**TO DO:**
Skip the pictures and repeat each line of the data exactly.

**DATA FOR THIS TASK:**

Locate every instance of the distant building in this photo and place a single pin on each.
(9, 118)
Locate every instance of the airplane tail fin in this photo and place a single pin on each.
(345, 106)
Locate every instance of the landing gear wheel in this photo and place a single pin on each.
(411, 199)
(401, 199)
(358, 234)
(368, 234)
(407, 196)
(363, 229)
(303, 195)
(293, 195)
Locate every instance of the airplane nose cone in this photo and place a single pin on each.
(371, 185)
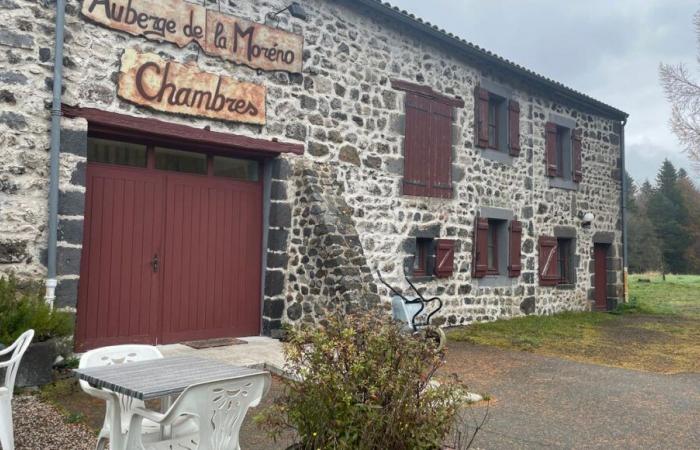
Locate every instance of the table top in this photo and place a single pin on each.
(161, 377)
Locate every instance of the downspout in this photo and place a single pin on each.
(51, 281)
(625, 290)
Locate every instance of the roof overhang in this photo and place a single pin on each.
(548, 87)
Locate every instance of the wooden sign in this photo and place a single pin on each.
(148, 80)
(238, 40)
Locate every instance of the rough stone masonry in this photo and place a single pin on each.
(337, 213)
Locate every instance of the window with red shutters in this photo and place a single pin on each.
(514, 128)
(481, 115)
(548, 261)
(515, 231)
(444, 258)
(428, 141)
(480, 265)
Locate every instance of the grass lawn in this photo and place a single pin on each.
(658, 331)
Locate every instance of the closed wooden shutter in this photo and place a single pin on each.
(550, 143)
(416, 150)
(548, 261)
(481, 249)
(444, 258)
(481, 117)
(576, 154)
(514, 128)
(441, 151)
(514, 257)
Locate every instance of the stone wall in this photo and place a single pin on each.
(343, 108)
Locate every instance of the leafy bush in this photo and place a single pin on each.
(364, 384)
(22, 308)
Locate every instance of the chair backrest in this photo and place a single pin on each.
(18, 348)
(118, 354)
(220, 407)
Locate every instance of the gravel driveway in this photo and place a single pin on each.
(548, 402)
(39, 426)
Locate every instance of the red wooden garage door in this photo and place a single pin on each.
(172, 246)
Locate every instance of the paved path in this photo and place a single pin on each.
(547, 402)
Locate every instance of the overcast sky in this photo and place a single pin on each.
(610, 50)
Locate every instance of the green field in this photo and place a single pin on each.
(659, 330)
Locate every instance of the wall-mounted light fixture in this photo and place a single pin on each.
(295, 10)
(587, 218)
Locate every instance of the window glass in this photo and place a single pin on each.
(421, 261)
(565, 257)
(240, 169)
(180, 161)
(493, 123)
(116, 152)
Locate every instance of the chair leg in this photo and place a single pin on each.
(101, 443)
(7, 439)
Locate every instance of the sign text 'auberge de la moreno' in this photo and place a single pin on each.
(241, 41)
(148, 80)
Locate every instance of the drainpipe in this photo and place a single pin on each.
(625, 290)
(51, 281)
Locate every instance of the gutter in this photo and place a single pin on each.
(551, 88)
(51, 281)
(623, 176)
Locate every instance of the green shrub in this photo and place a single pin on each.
(364, 385)
(22, 308)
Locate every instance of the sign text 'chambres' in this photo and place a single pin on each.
(148, 80)
(232, 38)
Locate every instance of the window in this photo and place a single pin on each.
(497, 245)
(497, 121)
(423, 260)
(563, 151)
(496, 232)
(556, 261)
(495, 125)
(180, 161)
(565, 255)
(433, 257)
(115, 152)
(239, 169)
(427, 146)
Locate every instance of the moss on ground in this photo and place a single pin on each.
(659, 330)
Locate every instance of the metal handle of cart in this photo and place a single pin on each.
(420, 300)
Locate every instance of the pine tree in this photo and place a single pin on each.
(668, 214)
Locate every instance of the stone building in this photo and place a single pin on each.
(224, 170)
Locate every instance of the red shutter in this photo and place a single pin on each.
(481, 117)
(551, 148)
(481, 250)
(416, 146)
(444, 258)
(514, 257)
(514, 128)
(548, 261)
(441, 150)
(576, 151)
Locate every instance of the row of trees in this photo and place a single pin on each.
(664, 223)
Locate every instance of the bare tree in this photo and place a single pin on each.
(683, 92)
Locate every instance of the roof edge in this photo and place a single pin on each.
(564, 93)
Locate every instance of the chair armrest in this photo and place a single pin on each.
(149, 414)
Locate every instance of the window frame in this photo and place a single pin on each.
(564, 177)
(422, 164)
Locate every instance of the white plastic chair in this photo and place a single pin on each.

**SOLUTION:**
Locate every instance of the distant building in this photo and place a single pin on each.
(9, 118)
Locate every instance of the airplane tail fin in this photo and place a single pin on each.
(345, 106)
Locate every instance of the landing gear wheel in this photo and place a single pin on each.
(411, 199)
(401, 199)
(358, 234)
(368, 234)
(407, 196)
(363, 229)
(303, 195)
(293, 195)
Locate every instance of the airplane nose cone in this photo and place a single pin on each.
(371, 185)
Locate every instance of the table top in this photo and place a single pin on each.
(161, 377)
Locate every instance of the downspout in this photo and place a single pin on each.
(51, 281)
(625, 290)
Locate every instance of the roof overhang in this photo and place a single pin on each.
(548, 87)
Locate every instance of the wooden sign in this photo and place a single pin on each.
(148, 80)
(238, 40)
Locate every instance of the rough stone masonry in this photo and place a single pin on each.
(337, 213)
Locate every instance of the window with red shutters in this photo and place a single pin on each.
(514, 128)
(481, 115)
(548, 261)
(515, 231)
(444, 258)
(428, 141)
(480, 265)
Locate every instance of the grass lawn in this photo and place a single pin on each.
(658, 331)
Locate every instance of the closed wooden shutter in this photo and place a single pin on each.
(550, 143)
(416, 150)
(548, 261)
(481, 249)
(444, 258)
(481, 117)
(576, 154)
(514, 128)
(441, 151)
(514, 257)
Locate every instance of the stone wall in this photo and place a single pin on each.
(343, 108)
Locate every instance of the leafy bush in this photo and place a single pin on each.
(364, 384)
(22, 308)
Locate every instance of the chair backrest in this photo and place a single pin on each.
(18, 348)
(118, 354)
(220, 407)
Locate every instance of the gravel driveway in this photo and place a single pin on each.
(548, 402)
(39, 426)
Locate every instance of the red wooden garage door in this photo and place a single pin on each.
(172, 246)
Locate every instance of the paved path in this photo and place a single pin on each.
(547, 402)
Locate every instance of the overcast sky in this photo and place a single pin on each.
(610, 50)
Locate every instance of the green field in this photo and place a single pin on each.
(659, 330)
Locate every instance of the wall-mounted light fixture in this photo and place a single pin on each.
(295, 10)
(587, 218)
Locate every instance of the window glass in this photo and place a single pin on each.
(421, 261)
(565, 257)
(240, 169)
(180, 161)
(493, 123)
(116, 152)
Locate every instance of the chair leg in this photo and place a single pin on each.
(101, 443)
(7, 439)
Locate every instance of the sign text 'auberge de la moreno' in this photo and place a single pin on each.
(241, 41)
(148, 80)
Locate every instance of the drainpipe in this photo and place a single pin on each.
(625, 290)
(51, 281)
Locate every instance of the gutter in this photo and place a single pin on each.
(551, 88)
(51, 281)
(623, 176)
Locate every instance of the green shrub in this photo and place a single pin on each.
(364, 385)
(22, 308)
Locate every instance of the sign text 'chambres' in this photo and place a single pin on each.
(148, 80)
(232, 38)
Locate every instance of the window in this photo and place a single pin on each.
(497, 245)
(497, 121)
(423, 260)
(563, 151)
(496, 232)
(556, 261)
(495, 125)
(180, 161)
(565, 255)
(433, 257)
(115, 152)
(239, 169)
(427, 146)
Locate every instance of the moss on ground in this photo and place a single pin on each.
(659, 330)
Locate every instance of the metal handle of cart in this photo and place a single pin on each.
(420, 300)
Locate every instance of the pine tree in this photo and place a single pin on each.
(668, 214)
Locate every instance of the stone building in this photo and place a single pin on each.
(224, 170)
Locate every instance of the red shutter in this photo and place a single pin on each.
(481, 117)
(551, 148)
(481, 250)
(416, 146)
(444, 258)
(514, 257)
(514, 128)
(548, 261)
(441, 150)
(576, 151)
Locate every instance of the row of trees in this photo and place a single pin on each.
(664, 223)
Locate every instance of the bare tree in this photo and place a single pin on each.
(683, 92)
Locate every instance of the roof edge in this photo and place a single pin on each.
(564, 93)
Locate every instance of the chair armrest in this photo and place a single pin on each.
(149, 414)
Locate every instance of the window frame in this photo and place a single pin on each.
(564, 177)
(422, 164)
Locate every instance of the white plastic chair in this photo and place a single pin on each.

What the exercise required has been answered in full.